» **Excerpted passage**:
[BEGIN]

Similarly, when confronting Paris in person she begins by reviling him and suggesting
that he is a coward, but ends up in bed with him.
Book 4
The gods sit in council, and Zeus wonders if there is still a way to get Helen back to
Menelaos without utterly destroying the city of Troy. Hera expresses her displeasure at
this idea and Zeus backs off, although not without some blustering about his position of
supremacy. In response Hera asserts her own ancestry and suggests a compromise: the
war will go on, but the Trojans will be the first to break the truce. Athene flies to earth
and convinces a Trojan, Pandaros, to shatter the truce by firing an arrow at Menelaos.
The arrow only grazes him, but it is enough to break the truce. Machaon, the doctor,
treats the wound. The battle is joined again, and Agamemnon goes through the ranks,
urging on the good fighters with praise and the slackers with reproaches. He encounters
the Kretan Idomeneus, and the two exchange words of encouragement, then Agamemnon
moves on, pausing to deliver pep talks to the two Aiantes and to Nestor and his men.

[END]

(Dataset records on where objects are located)
[BEGIN]

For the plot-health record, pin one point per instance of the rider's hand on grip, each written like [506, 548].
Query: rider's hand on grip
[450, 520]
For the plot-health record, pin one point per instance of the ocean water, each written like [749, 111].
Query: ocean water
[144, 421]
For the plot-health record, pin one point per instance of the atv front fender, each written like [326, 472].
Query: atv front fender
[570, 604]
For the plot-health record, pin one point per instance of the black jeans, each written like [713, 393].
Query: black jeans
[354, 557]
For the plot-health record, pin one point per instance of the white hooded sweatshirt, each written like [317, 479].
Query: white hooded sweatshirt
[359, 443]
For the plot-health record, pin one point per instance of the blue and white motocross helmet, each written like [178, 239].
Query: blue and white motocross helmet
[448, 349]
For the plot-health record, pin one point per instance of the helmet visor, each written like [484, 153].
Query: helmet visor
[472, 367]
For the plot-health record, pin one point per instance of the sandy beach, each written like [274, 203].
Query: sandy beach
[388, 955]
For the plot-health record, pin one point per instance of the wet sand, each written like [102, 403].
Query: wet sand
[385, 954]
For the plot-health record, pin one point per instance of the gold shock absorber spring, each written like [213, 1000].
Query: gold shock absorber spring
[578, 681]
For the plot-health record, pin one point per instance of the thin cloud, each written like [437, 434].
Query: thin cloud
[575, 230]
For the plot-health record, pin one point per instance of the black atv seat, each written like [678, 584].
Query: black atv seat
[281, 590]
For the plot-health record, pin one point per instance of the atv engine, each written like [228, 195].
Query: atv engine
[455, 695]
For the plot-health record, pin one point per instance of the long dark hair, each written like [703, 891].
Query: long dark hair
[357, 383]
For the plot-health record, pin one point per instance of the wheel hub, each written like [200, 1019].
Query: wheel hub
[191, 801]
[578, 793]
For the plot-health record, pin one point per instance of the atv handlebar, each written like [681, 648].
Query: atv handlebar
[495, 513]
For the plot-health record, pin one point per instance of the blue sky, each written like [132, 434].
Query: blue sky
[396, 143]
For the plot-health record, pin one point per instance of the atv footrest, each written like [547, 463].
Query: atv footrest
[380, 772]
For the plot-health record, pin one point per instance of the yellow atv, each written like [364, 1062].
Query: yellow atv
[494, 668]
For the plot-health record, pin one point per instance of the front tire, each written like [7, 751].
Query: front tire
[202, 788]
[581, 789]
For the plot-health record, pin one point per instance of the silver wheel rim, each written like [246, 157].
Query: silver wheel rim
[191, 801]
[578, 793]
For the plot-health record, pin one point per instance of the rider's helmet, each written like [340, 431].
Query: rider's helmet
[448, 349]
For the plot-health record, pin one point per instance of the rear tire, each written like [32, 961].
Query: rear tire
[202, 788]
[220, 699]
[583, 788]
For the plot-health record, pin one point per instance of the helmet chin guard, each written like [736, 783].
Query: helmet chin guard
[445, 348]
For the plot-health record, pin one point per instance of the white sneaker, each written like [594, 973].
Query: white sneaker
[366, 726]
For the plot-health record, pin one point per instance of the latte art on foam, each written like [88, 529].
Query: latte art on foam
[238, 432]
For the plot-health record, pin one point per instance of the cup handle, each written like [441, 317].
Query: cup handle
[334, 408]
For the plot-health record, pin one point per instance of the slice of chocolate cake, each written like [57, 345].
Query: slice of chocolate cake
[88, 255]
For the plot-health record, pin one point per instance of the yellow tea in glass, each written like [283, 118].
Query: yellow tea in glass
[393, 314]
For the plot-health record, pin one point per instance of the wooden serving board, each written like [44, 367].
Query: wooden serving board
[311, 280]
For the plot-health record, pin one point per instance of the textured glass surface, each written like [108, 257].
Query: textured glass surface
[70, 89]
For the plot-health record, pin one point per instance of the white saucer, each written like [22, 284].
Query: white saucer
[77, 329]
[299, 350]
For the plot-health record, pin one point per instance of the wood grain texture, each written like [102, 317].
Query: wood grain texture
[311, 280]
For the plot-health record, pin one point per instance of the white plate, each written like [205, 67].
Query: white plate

[END]

» **Written instruction A**:
Reproduce the passage about the gods' council and the broken truce word for word, starting with "Similarly, when confronting" and going on through "arrow at Menelaos.".
» **Written instruction B**:
Transcribe the lines of the records word for word, starting with the line that contains "like [102, 317]." and going on through the final line of the records.
The passage about the gods' council and the broken truce has no connection to the records.

» **Finished answer A**:
Similarly, when confronting Paris in person she begins by reviling him and suggesting
that he is a coward, but ends up in bed with him.
Book 4
The gods sit in council, and Zeus wonders if there is still a way to get Helen back to
Menelaos without utterly destroying the city of Troy. Hera expresses her displeasure at
this idea and Zeus backs off, although not without some blustering about his position of
supremacy. In response Hera asserts her own ancestry and suggests a compromise: the
war will go on, but the Trojans will be the first to break the truce. Athene flies to earth
and convinces a Trojan, Pandaros, to shatter the truce by firing an arrow at Menelaos.

» **Finished answer B**:
For the plot-health record, pin one point per instance of the wood grain texture, each written like [102, 317].
Query: wood grain texture
[311, 280]
For the plot-health record, pin one point per instance of the white plate, each written like [205, 67].
Query: white plate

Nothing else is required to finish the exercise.